- **Problem statement**:
In every entry below, replace "Point to that pixel" with "Mark that pixel" and change nothing else. Leave out the pictures when you write the entries again.
------------------------------------------------------------
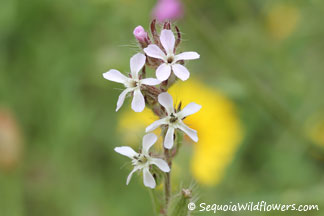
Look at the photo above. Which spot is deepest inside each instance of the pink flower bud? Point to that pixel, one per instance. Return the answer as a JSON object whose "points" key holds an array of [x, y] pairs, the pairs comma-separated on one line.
{"points": [[168, 10], [140, 34]]}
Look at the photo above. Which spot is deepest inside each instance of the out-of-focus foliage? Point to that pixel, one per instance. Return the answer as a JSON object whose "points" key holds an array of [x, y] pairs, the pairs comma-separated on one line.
{"points": [[264, 56]]}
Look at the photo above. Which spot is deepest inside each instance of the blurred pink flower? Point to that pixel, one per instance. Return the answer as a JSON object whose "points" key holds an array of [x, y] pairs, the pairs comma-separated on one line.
{"points": [[168, 10]]}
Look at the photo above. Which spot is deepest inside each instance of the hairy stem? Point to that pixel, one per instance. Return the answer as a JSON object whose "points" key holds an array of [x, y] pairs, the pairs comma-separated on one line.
{"points": [[167, 182]]}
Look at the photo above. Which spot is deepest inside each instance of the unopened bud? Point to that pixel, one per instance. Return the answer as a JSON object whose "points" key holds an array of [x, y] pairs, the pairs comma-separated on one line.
{"points": [[186, 193], [141, 36]]}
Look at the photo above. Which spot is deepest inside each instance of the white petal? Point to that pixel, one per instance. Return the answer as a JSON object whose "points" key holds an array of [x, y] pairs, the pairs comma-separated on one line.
{"points": [[163, 72], [148, 141], [115, 76], [150, 81], [155, 125], [138, 102], [126, 151], [190, 132], [121, 98], [180, 71], [130, 175], [189, 110], [187, 56], [136, 64], [161, 164], [154, 51], [168, 140], [148, 178], [165, 99], [167, 40]]}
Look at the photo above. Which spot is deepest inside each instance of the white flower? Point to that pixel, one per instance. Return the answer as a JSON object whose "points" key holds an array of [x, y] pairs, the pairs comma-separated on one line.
{"points": [[174, 120], [170, 59], [142, 161], [132, 84]]}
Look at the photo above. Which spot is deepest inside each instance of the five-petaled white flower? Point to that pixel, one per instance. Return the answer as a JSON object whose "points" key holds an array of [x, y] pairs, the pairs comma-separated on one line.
{"points": [[174, 120], [132, 83], [142, 161], [170, 60]]}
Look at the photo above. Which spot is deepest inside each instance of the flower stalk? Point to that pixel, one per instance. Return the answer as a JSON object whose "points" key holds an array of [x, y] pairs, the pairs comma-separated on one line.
{"points": [[159, 54]]}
------------------------------------------------------------
- **Output**:
Look at the photo above. Which spot is deepest inside each instance of the pink flower bud? Mark that pixel, one per instance. Return the answer as a JSON object whose "points" key holds an array of [x, y] pairs, the pairs comma-separated on one line.
{"points": [[168, 10], [140, 34]]}
Look at the photo above. Which spot is deepest inside each instance of the out-of-focus foliage? Mark that pixel, one per instance. Return the answer as a JSON object whose "points" key holds an array of [x, y] pairs, the pairs comma-separated on one line.
{"points": [[264, 56]]}
Look at the photo above. Which spot is deepest inside each instance of the blurred pink flower? Mark that pixel, one per instance. Return the answer as a JSON object whose "points" key holds an array of [x, y] pairs, the pairs comma-separated on one line.
{"points": [[168, 10]]}
Look at the photo above. Which spot is deepest inside each instance of the hairy stem? Mark that pixel, one per instance. Return the answer as a JSON object whose "points" key holds an array of [x, y] pairs, the pairs comma-separated on one line.
{"points": [[167, 182]]}
Look at the photo above. Which spot is deepest inside each instance of the unopened bud? Mark that pixel, one per instance. Return the answer as a JSON object whose "points" key holds an array of [x, y] pairs, the pairs comma-separated on one line.
{"points": [[186, 193], [141, 36]]}
Look at the photo above. Which spot is deepest inside each instance of the white petal? Mark that pixel, one per instance. Return the answer as a JSON object whose "points" key holds an array of [x, y] pairs, the pairs comma-separated on one line.
{"points": [[163, 72], [148, 141], [115, 76], [150, 81], [155, 125], [138, 102], [126, 151], [190, 132], [121, 98], [180, 71], [130, 175], [189, 110], [187, 56], [136, 64], [161, 164], [154, 51], [168, 140], [148, 178], [165, 99], [167, 40]]}
Look at the photo above. Which spot is deepest inside each instance of the white flower? Mark that pixel, one per instance. Return the answer as a JSON object whose "points" key holds an array of [x, y] pairs, the pairs comma-separated on one line.
{"points": [[174, 120], [170, 59], [142, 161], [132, 84]]}
Look at the photo above. Which spot is deepest inside each instance of the five-petaled white flower? Mark that pixel, one per instance. Return the answer as a JSON object whose "points" key holds an array of [x, y] pairs, the pairs comma-separated on one line.
{"points": [[174, 120], [132, 83], [142, 161], [170, 60]]}
Look at the photo above. Which spot is deepest inside each instance of the flower stalk? Mark that pixel, one per instance. Return the answer as a JSON object whose "points" key holds an array of [x, y] pairs, the pairs comma-separated on one line.
{"points": [[159, 54]]}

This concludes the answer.